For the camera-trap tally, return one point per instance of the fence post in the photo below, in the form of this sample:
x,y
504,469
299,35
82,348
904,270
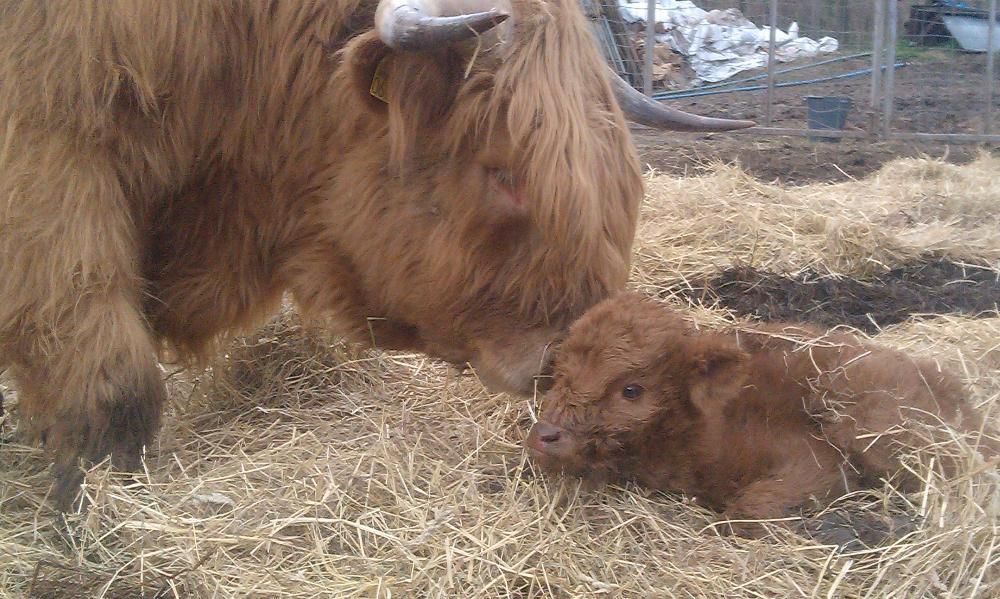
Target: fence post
x,y
890,68
878,45
990,62
647,62
770,64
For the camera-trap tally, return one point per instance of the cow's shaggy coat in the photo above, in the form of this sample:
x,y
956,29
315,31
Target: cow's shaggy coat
x,y
168,169
755,423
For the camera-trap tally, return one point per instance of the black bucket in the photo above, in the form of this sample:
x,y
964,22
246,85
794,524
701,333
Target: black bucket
x,y
827,112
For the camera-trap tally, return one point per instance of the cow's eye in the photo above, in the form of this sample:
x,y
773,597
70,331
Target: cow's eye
x,y
632,391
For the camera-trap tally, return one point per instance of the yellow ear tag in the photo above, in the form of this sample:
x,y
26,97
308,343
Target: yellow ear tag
x,y
380,79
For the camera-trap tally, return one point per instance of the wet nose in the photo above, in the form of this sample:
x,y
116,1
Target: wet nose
x,y
547,433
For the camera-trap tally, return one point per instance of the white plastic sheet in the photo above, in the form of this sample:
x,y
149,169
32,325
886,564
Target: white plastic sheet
x,y
721,43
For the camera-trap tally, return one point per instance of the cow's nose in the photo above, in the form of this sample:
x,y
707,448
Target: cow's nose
x,y
548,433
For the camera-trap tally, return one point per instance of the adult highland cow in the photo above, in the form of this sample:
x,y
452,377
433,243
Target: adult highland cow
x,y
429,174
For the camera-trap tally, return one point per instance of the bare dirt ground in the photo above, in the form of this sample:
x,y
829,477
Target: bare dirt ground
x,y
938,92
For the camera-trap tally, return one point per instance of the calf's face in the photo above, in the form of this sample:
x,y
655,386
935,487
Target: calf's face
x,y
631,376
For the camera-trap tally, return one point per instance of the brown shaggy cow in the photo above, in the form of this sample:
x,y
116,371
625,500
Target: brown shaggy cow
x,y
754,423
420,175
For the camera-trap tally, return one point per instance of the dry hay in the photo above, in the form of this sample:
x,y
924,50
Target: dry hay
x,y
298,467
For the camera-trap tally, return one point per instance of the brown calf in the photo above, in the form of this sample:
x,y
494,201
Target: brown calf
x,y
753,423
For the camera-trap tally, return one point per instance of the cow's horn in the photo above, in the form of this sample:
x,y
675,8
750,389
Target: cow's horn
x,y
411,25
647,111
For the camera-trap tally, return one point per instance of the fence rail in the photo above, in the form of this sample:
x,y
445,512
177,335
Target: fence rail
x,y
906,76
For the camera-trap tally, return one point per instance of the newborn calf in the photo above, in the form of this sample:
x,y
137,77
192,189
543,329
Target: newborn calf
x,y
752,423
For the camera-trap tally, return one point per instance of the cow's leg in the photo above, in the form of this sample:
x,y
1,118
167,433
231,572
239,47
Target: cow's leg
x,y
83,356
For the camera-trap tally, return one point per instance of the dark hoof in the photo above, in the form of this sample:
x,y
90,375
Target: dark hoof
x,y
852,531
120,429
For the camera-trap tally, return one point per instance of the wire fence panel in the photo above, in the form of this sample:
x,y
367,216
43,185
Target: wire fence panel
x,y
945,89
857,68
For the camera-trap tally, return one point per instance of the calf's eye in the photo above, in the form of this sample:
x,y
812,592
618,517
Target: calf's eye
x,y
632,391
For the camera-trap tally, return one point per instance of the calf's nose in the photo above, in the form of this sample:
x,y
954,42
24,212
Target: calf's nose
x,y
547,433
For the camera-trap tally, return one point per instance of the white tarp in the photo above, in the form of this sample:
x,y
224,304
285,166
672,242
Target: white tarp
x,y
721,43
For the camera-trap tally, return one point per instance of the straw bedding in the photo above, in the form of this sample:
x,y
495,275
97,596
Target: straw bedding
x,y
300,467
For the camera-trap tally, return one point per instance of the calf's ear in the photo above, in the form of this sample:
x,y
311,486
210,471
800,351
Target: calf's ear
x,y
717,371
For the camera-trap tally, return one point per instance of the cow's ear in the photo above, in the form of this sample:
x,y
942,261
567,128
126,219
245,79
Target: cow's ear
x,y
716,371
364,57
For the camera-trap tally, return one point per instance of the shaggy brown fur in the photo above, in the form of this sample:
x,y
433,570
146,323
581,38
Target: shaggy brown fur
x,y
168,169
753,423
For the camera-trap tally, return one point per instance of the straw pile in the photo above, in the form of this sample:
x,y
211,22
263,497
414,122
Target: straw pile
x,y
300,467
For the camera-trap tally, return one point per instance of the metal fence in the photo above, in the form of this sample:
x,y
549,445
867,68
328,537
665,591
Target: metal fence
x,y
902,67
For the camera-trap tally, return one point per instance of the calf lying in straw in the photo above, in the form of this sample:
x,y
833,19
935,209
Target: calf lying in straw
x,y
754,423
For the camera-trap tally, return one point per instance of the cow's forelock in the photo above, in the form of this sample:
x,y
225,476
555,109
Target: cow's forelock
x,y
481,280
548,100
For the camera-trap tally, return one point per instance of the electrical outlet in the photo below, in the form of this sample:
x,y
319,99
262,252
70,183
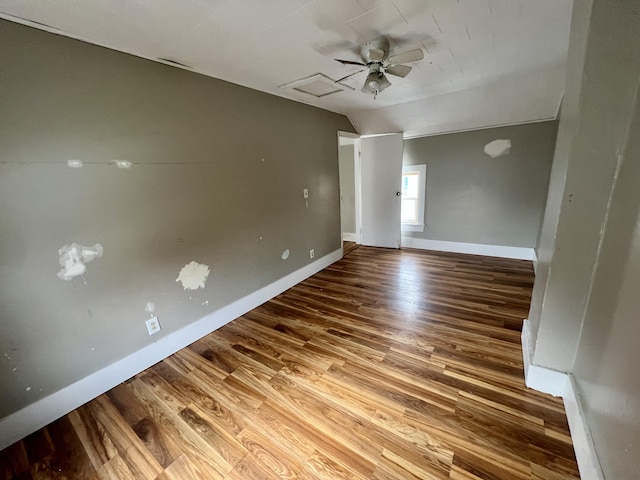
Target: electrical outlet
x,y
153,325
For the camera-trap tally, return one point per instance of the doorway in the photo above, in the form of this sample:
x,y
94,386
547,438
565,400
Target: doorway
x,y
349,177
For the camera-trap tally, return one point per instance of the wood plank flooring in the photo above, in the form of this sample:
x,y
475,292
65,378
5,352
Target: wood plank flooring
x,y
386,365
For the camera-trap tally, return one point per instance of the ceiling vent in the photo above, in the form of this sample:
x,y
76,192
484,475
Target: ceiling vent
x,y
317,85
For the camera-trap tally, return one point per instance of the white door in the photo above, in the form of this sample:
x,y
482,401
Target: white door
x,y
381,179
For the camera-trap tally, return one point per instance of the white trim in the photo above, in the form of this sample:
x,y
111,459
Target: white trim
x,y
35,416
520,253
422,193
349,237
408,227
539,378
588,462
357,174
418,134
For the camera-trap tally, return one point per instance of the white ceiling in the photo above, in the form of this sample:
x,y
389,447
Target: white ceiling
x,y
487,62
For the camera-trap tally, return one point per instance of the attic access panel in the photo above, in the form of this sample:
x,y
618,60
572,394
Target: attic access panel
x,y
317,85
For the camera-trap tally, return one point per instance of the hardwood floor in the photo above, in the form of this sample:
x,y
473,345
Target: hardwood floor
x,y
386,365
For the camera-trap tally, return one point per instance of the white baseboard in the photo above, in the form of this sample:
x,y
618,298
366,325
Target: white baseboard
x,y
586,455
35,416
540,378
520,253
349,237
563,385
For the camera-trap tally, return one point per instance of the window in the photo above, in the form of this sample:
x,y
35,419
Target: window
x,y
413,197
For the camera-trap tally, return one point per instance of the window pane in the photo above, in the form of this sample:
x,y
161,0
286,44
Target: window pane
x,y
409,210
410,184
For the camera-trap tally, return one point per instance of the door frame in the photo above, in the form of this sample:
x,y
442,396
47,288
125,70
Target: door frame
x,y
354,139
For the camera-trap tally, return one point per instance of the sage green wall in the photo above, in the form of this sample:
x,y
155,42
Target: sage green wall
x,y
198,190
473,198
348,188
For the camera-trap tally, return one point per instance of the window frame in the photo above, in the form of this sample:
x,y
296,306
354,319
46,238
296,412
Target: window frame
x,y
422,192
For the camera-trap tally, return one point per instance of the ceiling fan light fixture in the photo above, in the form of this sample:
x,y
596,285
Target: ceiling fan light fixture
x,y
375,83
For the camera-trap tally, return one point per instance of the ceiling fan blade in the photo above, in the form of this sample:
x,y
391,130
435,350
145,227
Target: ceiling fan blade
x,y
376,55
350,62
398,70
350,75
410,56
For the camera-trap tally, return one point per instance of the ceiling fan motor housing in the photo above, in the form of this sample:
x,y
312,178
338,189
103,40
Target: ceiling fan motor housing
x,y
381,43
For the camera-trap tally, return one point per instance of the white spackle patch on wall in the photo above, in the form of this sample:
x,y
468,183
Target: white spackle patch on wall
x,y
122,163
497,148
75,163
74,257
193,275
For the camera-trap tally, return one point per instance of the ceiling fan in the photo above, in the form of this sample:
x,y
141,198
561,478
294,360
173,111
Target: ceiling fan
x,y
376,59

++++++

Rewrite the lines from the one containing "light fixture in" through the end of the lines above, replacing "Target" with "Label" and leaving everything else unchanged.

■ EXERCISE SOLUTION:
For the camera-trap tally, return one point per instance of the ceiling fan light fixture in the photo above, in the form of this sample:
x,y
596,285
Label: ceiling fan light fixture
x,y
375,83
For the camera-trap tally, return one point per instance of the ceiling fan blade in the photo above, in the form of this sample:
x,y
391,130
435,350
145,227
Label: ceiling fan blade
x,y
376,55
350,62
398,70
350,75
410,56
For the camera-trap tally, return one point per instance of the ceiling fan motor housing in the photo above, in the form of this sample:
x,y
312,178
338,189
103,40
Label: ceiling fan motor housing
x,y
381,43
For the camera-trap tally, return one point per instance of the white spackle patch on wall in the photo above, in the form of this sample:
x,y
468,183
Label: white spackle patch on wall
x,y
122,163
497,148
75,163
74,257
193,275
For the camera-trap tally, return one point per instance of the ceiling fan in the photo above, in the form of this sample:
x,y
141,198
561,478
294,360
173,111
Label: ceiling fan
x,y
376,59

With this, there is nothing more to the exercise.